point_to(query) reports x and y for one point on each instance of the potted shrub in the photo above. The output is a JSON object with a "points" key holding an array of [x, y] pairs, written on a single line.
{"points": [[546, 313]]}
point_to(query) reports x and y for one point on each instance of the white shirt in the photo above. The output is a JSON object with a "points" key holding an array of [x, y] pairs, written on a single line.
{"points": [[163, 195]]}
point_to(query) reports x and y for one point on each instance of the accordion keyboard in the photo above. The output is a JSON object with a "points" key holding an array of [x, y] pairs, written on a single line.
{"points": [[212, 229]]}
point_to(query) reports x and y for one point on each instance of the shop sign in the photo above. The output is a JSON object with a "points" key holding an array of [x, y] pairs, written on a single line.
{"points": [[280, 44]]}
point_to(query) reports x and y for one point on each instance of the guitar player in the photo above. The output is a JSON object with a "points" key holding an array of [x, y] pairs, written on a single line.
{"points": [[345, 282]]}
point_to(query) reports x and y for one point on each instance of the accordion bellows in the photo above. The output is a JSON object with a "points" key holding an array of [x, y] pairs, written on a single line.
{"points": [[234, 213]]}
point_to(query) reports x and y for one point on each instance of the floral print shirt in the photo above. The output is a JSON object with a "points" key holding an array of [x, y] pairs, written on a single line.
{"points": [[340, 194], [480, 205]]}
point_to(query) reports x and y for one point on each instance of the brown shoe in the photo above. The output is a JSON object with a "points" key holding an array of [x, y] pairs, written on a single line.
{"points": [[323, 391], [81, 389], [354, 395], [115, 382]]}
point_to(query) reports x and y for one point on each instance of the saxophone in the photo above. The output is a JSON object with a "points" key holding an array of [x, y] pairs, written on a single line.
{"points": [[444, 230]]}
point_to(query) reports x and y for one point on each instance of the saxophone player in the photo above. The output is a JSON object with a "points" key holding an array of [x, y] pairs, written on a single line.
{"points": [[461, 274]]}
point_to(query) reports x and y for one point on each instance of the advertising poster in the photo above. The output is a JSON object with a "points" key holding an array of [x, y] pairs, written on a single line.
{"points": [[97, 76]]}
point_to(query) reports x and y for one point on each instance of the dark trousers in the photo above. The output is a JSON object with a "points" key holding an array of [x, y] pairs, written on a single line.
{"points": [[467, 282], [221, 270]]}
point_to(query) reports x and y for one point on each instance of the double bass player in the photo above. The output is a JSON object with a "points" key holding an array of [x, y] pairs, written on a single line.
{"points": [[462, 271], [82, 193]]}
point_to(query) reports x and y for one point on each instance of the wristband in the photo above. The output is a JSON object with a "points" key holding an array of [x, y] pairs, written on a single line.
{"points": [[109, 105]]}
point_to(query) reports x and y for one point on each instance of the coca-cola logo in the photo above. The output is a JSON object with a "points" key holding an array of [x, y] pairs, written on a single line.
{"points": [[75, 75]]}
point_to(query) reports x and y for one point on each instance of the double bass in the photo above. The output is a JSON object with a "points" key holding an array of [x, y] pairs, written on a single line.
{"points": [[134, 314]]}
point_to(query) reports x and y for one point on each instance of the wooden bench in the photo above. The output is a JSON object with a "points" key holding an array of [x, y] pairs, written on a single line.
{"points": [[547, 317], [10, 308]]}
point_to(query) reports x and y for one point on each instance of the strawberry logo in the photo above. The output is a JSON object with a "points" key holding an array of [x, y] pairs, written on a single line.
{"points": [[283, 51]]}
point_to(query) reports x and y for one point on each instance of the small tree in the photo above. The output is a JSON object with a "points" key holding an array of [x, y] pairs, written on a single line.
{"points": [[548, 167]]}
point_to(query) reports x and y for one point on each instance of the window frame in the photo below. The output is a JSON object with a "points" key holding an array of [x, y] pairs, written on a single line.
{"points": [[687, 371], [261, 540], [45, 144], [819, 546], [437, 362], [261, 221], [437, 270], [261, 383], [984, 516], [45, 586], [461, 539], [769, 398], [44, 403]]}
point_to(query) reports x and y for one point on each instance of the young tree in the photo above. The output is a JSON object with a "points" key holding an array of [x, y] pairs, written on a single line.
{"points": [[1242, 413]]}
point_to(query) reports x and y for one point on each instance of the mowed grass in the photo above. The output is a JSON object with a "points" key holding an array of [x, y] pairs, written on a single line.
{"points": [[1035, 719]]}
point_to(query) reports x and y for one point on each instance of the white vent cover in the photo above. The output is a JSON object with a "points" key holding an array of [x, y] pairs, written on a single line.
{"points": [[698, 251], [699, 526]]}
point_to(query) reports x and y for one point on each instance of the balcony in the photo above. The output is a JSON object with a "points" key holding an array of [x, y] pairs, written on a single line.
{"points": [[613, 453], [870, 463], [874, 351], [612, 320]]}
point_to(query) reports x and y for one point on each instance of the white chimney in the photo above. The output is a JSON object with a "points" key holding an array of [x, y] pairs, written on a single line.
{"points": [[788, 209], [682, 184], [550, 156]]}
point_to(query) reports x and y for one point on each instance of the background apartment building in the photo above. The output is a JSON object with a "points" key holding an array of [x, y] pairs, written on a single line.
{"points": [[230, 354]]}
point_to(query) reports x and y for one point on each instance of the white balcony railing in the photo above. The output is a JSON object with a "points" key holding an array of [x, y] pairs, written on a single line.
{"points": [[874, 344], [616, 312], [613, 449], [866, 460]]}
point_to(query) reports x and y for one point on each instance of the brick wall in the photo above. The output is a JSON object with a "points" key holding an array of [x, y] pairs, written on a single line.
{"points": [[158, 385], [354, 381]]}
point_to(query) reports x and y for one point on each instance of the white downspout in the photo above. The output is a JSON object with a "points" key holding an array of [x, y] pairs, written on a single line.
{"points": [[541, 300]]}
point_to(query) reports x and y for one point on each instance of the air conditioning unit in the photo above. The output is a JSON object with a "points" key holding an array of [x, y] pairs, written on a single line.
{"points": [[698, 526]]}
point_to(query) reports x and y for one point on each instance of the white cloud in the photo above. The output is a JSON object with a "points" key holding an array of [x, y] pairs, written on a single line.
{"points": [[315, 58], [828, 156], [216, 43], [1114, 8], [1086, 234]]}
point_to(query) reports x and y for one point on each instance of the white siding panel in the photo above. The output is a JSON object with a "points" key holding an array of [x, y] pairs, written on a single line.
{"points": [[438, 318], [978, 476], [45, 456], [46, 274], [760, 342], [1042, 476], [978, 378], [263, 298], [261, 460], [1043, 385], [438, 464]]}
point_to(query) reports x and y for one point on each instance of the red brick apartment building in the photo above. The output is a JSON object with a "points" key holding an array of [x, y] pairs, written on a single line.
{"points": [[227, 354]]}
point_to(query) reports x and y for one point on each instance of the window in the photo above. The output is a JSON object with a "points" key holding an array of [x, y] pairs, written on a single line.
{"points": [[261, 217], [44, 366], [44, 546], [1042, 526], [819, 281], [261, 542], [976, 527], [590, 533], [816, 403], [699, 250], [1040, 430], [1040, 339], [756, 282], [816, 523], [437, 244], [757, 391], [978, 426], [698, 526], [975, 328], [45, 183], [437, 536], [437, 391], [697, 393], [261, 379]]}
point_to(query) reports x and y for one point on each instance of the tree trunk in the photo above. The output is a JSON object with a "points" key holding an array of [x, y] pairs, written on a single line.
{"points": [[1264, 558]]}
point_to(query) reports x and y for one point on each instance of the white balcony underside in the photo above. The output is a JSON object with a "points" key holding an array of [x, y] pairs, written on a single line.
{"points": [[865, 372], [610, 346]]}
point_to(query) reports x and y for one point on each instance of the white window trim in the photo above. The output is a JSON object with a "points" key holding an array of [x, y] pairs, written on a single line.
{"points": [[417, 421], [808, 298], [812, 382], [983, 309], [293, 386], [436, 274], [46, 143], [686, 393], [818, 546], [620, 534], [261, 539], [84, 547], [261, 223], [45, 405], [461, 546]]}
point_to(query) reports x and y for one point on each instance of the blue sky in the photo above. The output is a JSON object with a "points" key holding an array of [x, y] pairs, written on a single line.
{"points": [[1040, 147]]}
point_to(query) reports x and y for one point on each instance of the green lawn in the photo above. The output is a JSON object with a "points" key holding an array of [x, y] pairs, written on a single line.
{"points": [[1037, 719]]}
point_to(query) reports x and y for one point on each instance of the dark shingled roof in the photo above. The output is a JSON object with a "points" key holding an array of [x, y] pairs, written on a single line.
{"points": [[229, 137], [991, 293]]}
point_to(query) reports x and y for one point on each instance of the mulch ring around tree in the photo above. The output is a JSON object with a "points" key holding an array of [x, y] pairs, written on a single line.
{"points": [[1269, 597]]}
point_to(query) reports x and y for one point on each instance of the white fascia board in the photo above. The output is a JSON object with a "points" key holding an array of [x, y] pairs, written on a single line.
★ ★ ★ ★ ★
> [Problem requirements] Everything from the line containing "of the green" to the last line of the entries above should be quoted exactly, and only that.

> [Solution to this task]
point_to(query) reports x and y for one point on each instance of the green lawn in the photo above. The output is a JSON object with a "points" key holding an array of [x, y] pairs, written on a single line.
{"points": [[1037, 719]]}
point_to(query) reports x and y for one point on each instance of the dark shingled roof in the photo above. The output is a JSON object with a "points" key holding an array of [x, y] pairs, written on a single line.
{"points": [[229, 137], [991, 293]]}
point_to(query) reports x and y for one point on each instance of the mulch ring around tree in the photo above. The output is a JSON object with a "points" key holding an array of [x, y] pairs, written on a single line.
{"points": [[1269, 597]]}
point_to(query) reports x and y for one point on each instance of the white fascia board in the photo above. The output is a JSON object with a "points" key holding an array of [x, y] pairs, written on a single line.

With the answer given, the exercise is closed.